» Required action
From the data that follows, print exactly the lines starting at the one containing "the white ceiling." and ending at the one containing "white entry door."; include both of them and nothing more.

» Task input
************

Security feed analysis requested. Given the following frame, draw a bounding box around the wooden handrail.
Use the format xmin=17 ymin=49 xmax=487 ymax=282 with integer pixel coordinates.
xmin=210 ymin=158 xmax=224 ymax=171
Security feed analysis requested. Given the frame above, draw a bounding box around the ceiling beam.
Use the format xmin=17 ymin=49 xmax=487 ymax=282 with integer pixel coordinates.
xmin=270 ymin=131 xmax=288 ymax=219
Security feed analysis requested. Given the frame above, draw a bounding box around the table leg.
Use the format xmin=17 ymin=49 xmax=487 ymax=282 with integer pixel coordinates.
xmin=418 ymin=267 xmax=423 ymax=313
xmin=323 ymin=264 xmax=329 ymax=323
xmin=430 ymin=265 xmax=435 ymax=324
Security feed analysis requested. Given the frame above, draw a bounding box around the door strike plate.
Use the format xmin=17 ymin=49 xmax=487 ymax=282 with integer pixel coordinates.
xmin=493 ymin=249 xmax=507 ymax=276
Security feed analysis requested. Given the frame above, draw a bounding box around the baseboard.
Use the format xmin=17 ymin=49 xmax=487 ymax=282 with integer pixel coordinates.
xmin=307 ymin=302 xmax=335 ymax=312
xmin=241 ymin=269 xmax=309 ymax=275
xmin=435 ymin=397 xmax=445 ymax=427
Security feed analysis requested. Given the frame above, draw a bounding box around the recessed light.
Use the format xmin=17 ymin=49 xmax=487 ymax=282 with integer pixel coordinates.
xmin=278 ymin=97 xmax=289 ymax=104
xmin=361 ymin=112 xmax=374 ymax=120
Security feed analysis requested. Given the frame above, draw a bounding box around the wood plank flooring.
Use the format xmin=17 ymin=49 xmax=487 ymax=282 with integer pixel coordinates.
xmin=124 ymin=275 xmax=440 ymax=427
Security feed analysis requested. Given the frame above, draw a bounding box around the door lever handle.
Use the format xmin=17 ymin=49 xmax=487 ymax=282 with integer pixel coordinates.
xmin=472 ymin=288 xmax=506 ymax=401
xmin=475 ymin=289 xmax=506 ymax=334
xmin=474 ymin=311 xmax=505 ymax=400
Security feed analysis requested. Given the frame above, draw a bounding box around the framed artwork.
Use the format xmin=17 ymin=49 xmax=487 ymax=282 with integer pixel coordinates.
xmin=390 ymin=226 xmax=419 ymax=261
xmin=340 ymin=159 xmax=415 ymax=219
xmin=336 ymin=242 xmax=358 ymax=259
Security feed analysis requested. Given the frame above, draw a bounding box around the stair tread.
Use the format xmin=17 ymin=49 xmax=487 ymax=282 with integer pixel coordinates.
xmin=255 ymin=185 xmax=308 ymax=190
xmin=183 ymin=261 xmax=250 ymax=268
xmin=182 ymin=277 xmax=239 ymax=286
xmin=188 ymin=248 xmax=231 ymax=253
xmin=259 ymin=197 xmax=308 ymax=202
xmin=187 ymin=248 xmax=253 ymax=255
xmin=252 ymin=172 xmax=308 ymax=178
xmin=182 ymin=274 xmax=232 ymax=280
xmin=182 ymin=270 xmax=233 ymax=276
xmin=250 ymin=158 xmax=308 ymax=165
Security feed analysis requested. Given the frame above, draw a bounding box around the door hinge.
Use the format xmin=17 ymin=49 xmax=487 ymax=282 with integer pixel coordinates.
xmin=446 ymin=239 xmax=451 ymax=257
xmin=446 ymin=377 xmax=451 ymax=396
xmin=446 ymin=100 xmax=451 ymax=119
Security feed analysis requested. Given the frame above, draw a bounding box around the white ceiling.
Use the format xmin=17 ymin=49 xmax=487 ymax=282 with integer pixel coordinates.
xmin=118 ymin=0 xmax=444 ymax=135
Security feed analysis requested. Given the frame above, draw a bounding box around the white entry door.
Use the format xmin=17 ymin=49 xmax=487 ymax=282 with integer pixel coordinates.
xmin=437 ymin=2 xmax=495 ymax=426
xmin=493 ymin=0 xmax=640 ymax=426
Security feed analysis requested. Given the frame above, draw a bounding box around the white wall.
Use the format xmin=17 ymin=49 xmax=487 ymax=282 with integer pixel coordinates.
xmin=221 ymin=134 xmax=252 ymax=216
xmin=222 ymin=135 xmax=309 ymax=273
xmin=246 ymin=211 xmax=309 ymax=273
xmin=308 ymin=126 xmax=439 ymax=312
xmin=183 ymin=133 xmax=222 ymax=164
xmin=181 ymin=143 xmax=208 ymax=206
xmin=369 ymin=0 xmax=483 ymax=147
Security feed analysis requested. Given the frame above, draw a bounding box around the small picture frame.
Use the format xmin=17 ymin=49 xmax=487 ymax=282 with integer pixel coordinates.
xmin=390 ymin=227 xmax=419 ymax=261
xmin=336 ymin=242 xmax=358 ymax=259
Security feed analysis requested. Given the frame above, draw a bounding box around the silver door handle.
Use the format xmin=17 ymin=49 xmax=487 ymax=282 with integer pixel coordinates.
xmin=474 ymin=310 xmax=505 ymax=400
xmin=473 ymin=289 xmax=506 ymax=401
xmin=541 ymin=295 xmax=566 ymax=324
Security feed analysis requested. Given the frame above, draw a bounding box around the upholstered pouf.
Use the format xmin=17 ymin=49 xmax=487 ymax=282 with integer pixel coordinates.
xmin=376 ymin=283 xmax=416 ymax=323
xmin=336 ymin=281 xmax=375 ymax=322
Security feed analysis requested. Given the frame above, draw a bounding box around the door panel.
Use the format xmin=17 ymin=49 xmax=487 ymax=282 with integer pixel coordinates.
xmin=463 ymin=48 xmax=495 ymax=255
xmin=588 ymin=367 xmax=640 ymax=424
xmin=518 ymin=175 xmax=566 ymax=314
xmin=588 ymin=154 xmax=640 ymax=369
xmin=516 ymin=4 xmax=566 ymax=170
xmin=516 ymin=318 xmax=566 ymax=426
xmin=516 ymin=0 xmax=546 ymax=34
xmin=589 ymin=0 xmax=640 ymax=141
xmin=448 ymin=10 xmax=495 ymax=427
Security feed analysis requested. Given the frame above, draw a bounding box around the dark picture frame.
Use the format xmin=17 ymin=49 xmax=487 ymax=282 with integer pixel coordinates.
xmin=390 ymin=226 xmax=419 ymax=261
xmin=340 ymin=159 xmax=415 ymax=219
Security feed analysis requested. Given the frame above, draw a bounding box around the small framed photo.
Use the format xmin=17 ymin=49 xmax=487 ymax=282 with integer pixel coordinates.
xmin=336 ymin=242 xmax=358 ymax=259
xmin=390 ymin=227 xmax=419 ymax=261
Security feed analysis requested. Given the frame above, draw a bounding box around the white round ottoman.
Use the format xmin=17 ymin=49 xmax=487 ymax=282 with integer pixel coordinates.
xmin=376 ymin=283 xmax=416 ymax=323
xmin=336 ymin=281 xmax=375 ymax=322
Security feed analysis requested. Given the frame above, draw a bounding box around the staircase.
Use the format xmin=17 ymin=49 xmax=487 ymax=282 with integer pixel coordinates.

************

» The answer
Security feed analysis requested. Given the frame above, draw a bounding box around the white ceiling.
Use the format xmin=17 ymin=49 xmax=487 ymax=282 with integer pixel coordinates.
xmin=118 ymin=0 xmax=444 ymax=135
Security feed analysis requested. Given the frame above, draw a bounding box around the white entry door.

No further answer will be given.